What you give must be the lines from the one containing "Pick out every instance of the cloud" through the last line of the listing below, exactly, with nothing else and no pictures.

------

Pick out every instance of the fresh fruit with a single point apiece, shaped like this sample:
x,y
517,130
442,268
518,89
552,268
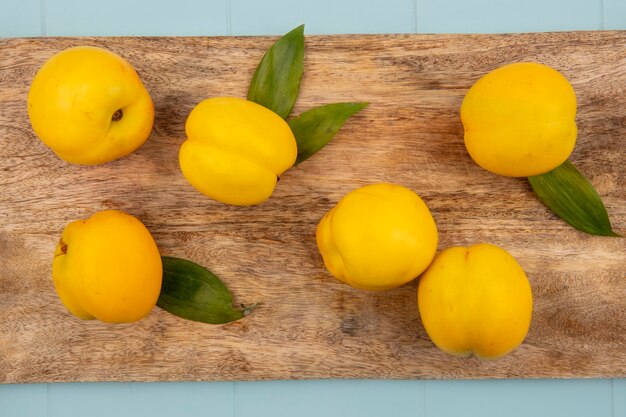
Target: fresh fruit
x,y
519,120
89,106
377,237
236,150
476,300
108,268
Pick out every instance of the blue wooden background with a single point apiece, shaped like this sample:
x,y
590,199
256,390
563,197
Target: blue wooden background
x,y
571,398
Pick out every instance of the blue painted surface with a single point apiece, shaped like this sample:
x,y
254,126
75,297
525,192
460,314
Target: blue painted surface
x,y
614,14
497,16
253,17
552,398
20,18
520,398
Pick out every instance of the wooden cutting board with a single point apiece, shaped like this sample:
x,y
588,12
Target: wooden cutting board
x,y
310,325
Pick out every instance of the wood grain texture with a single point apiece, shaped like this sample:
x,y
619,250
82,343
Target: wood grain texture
x,y
310,325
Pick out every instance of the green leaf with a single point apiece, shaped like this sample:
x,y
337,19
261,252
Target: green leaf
x,y
567,192
194,293
276,81
314,128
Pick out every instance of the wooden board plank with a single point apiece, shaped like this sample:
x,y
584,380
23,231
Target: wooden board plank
x,y
310,325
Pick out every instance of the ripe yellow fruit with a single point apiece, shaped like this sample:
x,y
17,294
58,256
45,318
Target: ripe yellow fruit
x,y
378,237
475,300
89,106
236,150
107,268
519,120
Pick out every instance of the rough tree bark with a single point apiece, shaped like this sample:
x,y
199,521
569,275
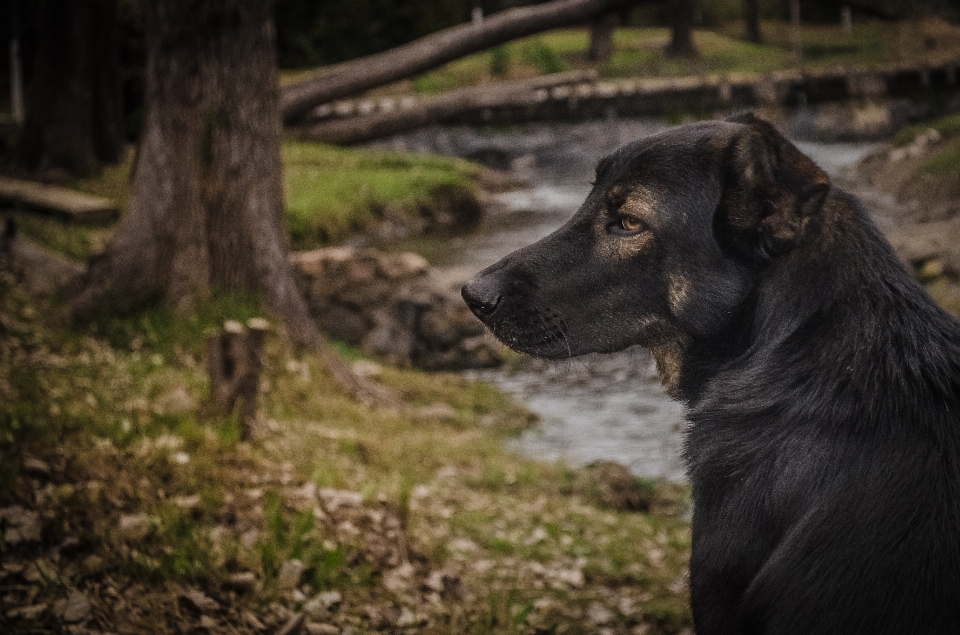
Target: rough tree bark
x,y
205,213
681,42
751,18
350,78
74,113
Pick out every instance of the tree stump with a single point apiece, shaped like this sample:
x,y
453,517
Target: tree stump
x,y
234,361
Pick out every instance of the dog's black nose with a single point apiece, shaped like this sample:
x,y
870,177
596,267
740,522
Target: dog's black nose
x,y
481,298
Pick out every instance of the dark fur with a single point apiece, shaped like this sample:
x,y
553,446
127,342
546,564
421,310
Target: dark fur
x,y
823,384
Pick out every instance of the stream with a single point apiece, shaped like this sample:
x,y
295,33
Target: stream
x,y
596,407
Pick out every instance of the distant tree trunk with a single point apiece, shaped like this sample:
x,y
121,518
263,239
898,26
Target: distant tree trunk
x,y
601,37
355,76
74,119
206,212
751,17
681,43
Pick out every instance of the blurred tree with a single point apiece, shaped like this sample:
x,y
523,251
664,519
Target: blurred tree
x,y
751,17
311,33
206,211
74,114
357,75
681,41
601,37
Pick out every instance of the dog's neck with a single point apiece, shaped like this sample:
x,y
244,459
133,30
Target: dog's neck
x,y
844,325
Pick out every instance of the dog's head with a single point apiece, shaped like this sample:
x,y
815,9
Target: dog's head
x,y
664,251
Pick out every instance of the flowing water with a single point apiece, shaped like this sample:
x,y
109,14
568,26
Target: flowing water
x,y
609,407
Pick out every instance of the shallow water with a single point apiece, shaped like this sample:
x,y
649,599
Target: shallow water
x,y
609,407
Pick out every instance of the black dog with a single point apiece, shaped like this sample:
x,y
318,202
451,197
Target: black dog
x,y
823,384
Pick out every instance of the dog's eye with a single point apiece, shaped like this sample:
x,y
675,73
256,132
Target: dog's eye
x,y
629,225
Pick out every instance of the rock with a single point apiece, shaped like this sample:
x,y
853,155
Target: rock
x,y
394,307
294,625
176,401
399,580
439,410
36,468
335,498
599,614
134,526
31,612
20,525
315,628
291,572
200,601
41,571
316,609
445,583
75,608
244,581
406,618
611,485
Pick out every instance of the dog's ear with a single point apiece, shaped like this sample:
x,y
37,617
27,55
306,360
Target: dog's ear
x,y
771,190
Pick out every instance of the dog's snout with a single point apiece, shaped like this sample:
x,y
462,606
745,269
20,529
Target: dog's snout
x,y
482,297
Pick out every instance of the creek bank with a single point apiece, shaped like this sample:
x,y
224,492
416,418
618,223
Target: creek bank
x,y
394,307
924,229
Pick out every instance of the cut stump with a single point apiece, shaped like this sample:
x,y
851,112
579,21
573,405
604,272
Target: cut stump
x,y
234,361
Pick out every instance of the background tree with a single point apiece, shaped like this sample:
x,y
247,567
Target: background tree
x,y
74,114
206,209
681,17
601,37
751,18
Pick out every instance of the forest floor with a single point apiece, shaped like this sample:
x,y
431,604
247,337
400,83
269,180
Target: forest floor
x,y
125,509
920,168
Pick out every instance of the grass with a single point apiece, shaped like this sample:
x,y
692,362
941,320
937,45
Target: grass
x,y
640,52
165,501
331,193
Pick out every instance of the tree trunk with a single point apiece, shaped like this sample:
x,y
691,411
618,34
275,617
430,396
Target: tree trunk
x,y
206,211
74,119
751,18
350,78
601,37
681,43
437,108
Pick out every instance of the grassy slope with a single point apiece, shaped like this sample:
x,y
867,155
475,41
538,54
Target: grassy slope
x,y
640,52
148,500
330,193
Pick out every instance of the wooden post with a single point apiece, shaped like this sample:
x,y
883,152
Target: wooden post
x,y
796,35
234,362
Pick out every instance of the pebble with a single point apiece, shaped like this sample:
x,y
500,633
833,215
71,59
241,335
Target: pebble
x,y
22,524
75,608
290,574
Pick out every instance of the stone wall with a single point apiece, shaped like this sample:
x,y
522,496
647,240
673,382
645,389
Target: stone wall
x,y
393,307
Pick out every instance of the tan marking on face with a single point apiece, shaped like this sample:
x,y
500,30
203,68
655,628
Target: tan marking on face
x,y
667,343
678,290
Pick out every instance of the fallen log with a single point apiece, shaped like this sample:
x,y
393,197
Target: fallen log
x,y
60,202
354,76
438,108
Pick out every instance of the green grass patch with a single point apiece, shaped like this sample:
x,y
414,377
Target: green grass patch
x,y
333,192
945,160
948,127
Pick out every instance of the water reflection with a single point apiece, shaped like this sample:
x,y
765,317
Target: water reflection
x,y
598,406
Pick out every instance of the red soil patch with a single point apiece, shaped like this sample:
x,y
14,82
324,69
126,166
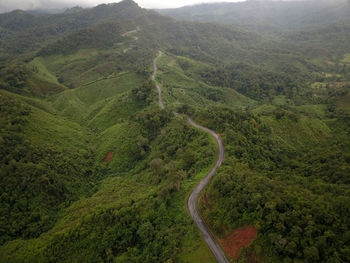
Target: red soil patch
x,y
108,157
238,239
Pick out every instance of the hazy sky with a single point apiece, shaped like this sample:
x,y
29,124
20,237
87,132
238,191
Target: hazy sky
x,y
8,5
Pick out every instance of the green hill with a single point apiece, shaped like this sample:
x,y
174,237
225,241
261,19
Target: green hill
x,y
93,171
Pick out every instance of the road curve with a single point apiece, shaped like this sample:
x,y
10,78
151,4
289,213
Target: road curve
x,y
192,200
160,100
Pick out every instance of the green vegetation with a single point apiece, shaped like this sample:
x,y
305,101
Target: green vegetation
x,y
74,87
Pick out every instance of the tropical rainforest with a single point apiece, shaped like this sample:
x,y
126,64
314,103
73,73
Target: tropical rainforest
x,y
93,170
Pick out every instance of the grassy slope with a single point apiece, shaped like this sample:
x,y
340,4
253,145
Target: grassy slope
x,y
180,80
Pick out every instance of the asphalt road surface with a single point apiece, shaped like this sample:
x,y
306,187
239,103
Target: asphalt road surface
x,y
192,200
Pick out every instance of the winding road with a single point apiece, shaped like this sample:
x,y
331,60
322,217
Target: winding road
x,y
192,200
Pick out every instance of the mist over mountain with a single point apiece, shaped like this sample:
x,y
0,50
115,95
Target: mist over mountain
x,y
111,116
280,14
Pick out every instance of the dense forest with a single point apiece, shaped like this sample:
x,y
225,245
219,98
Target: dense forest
x,y
93,171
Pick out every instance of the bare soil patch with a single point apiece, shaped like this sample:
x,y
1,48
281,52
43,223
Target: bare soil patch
x,y
238,239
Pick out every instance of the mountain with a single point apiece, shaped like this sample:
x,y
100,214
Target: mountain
x,y
276,14
93,170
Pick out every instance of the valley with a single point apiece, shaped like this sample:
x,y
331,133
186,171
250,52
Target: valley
x,y
107,144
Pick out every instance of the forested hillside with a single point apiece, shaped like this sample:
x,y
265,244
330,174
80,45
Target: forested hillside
x,y
93,171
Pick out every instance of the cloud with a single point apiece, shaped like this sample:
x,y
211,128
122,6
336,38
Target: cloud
x,y
8,5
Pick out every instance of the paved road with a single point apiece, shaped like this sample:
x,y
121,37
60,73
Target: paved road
x,y
192,200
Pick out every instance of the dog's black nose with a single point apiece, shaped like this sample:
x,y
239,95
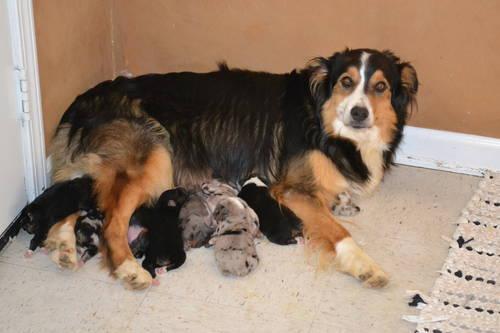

------

■ Response to this exercise:
Pick out every instance of the cloud with a single point apiece, shaped like this sample:
x,y
211,128
122,6
336,38
Target: cloud
x,y
8,5
Pick out every instance of the paved road with a single point apiece, shaped like this sample:
x,y
121,37
60,73
Target: paved road
x,y
192,200
Pick out every instance of the dog's black nose with a single point apiece, shaped like this sample:
x,y
239,95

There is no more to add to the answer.